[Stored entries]
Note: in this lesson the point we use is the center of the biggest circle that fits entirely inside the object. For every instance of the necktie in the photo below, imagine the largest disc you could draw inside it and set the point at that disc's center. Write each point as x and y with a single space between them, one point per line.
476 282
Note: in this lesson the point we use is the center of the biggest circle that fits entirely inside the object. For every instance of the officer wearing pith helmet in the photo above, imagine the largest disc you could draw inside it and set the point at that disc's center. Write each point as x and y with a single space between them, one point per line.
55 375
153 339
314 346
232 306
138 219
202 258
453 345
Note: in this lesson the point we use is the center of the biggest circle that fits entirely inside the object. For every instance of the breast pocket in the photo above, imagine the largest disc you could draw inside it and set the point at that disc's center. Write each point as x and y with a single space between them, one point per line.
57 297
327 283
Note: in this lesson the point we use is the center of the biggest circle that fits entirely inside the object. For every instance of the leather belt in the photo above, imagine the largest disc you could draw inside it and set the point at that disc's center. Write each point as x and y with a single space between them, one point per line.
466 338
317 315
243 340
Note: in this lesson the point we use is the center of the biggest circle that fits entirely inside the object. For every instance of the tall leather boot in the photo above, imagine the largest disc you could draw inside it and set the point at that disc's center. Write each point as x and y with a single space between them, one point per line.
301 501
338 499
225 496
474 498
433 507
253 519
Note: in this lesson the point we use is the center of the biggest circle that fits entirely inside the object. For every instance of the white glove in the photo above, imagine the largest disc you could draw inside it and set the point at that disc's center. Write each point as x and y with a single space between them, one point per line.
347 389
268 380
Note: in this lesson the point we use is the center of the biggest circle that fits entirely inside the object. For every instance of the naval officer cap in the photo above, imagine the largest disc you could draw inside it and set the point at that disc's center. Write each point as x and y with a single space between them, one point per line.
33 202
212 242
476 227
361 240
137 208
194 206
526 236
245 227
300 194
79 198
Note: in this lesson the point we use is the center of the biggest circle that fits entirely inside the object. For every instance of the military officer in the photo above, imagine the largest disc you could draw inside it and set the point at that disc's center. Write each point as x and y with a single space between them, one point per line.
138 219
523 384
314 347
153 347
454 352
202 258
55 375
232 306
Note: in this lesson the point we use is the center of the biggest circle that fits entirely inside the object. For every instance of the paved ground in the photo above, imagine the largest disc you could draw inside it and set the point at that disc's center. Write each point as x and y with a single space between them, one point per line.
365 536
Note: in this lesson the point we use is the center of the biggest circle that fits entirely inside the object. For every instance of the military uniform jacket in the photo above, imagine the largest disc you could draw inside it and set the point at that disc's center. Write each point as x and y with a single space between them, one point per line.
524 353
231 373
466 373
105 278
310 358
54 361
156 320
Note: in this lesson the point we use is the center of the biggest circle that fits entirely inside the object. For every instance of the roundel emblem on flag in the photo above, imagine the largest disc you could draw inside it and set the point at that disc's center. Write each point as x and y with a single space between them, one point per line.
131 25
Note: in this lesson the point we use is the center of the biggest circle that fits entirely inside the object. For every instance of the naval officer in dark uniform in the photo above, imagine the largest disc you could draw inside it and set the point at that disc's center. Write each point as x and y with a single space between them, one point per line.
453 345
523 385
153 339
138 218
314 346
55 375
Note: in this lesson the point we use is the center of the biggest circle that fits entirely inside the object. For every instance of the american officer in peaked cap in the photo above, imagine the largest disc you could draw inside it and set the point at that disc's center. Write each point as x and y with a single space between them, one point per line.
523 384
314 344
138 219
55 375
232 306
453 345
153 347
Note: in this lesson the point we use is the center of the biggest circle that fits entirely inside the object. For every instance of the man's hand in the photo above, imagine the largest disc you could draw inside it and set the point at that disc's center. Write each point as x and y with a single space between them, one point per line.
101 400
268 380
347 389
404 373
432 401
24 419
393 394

Aim of the exercise — All of the records must be retyped exactly as they are.

Answer —
Note: in this lesson the point we use is the center of the biggest circle that fits entirely inside the object. For every instance of the necktie in the photo below, imagine the largest disc you could draw inside it and set the point at that disc's center. Write each point as x and y with a single space between them, one point per line.
476 282
Note: in this lesson the point we use is the center of the biggest circle that fits entirely inside the object. For every instance of the officer wearing pith helmet in the photo above, imagine the largest disc you could draw inside it and set the point at that disc's center. Write each point as x and y with a single space between them, one point per line.
55 375
153 339
314 346
232 306
138 219
202 258
453 345
Note: in this lesson the point we use is the center of the biggest circle that fits entirely inside the object. For every instance of the breast pocket in the photo above, imagine the largest disc you could draw inside it and set the point at that disc's center. Write each point as x and y with a single space between them, one point per line.
57 297
327 283
Note: in this lesson the point we use is the center of the biggest circle that fits entirely inside the object. For every instance of the leather belt in the photo above, imagine the largest disc you could draw inside it and set the point at that disc's center. Write each point as x and y with a single space between them, one point per line.
466 338
317 315
243 340
Note: in this lesson the point we use is the center of the biggest circle that fits entirely inside the object. For every instance of the tall leather boot in the photo above, imagine the largest disc you could draw inside it and set the point at that disc's center. Write each point as x and y with a single space between them, one point per line.
301 501
338 499
225 496
474 498
433 507
253 519
Note: in this lesson the point we use is the center of the biggest circle that fits entirely inside the object. For every instance of the white glove in the photo above, imagine the largest disc you could draw inside it and set the point at that disc's center. Write each point as x and y with a single space between them, one point per line.
347 389
268 380
Note: in this lesson the point we use is the center of the biggest circle that fits entirely inside the object. For every instance of the naval officer cap in the photo above, imagine the largest disc you could draw inside it and set the point at that disc's center. Write each point as x and y with a single space between them, one point per line.
33 202
212 242
476 227
361 240
137 208
194 206
526 236
245 227
300 194
79 198
Note: in this lesson the point we use is the center of the biggest circle that fits entirely inside the object. For every instance of the military officer in the photo above, imagine the largest disc you could draw inside it and set the point at that disc's center. Write each point as x and y with a single space between them, one point per line.
138 219
523 384
314 347
153 347
454 352
202 258
55 375
232 306
Note: in this lesson the point we use is the center of the biggest circle that fits entirely inside the object. For every instance of the paved ground in the photo above, imagine the largest disc you could draw inside it and set the point at that disc's center. Write each point as x and y with a single space between them, one point per line.
365 536
Note: in this lesson the point we use is the center of the biggest circle that fits entirely inside the object. For every instance of the military uniform jacket in the photo above, imagine the largest disc you could draw inside it and set the point at that disc's center. Write each point as x and y with a single space between them, one point per line.
524 353
231 373
466 373
105 278
310 358
54 361
156 320
Note: in this lesson the point we use is the center of the biggest circle that fits entirely inside the object. For every instance of the roundel emblem on flag in the photo above, imagine the largest disc you could draw inside it and set the point at that disc's center. Write each point as x and y with a single space between them, one point per line.
131 25
Note: in this lesson the point we use is the center of the biggest circle that fits entirely inside the object. For every instance of the naval officer in dark uniform in the photo above, imagine the largest disc you could draw inside it and set the point at that disc's center. Write each point as x and y with a single space between them, one point per line.
453 345
523 385
153 339
138 218
314 346
55 375
Note: in this lesson the point we use is the center of the biggest circle that fits entirely inside the object. For every instance of the american officer in peaked cap in the photo above, imagine the largest disc you could draw inside it and set the point at that disc's center. Write each point as x and y with a single space between them, one point per line.
523 384
314 344
138 219
55 375
232 306
453 345
153 347
Note: in this lesson the point we use is the center of the biggest circle that fits entirely inside the object. For every instance of the man's hand in the photo above, imagine the largest disc you could draw inside it and set the point at that disc's center. Write each point as x and y with a single space between them, one point per line.
101 400
268 380
347 389
404 373
432 401
24 419
393 394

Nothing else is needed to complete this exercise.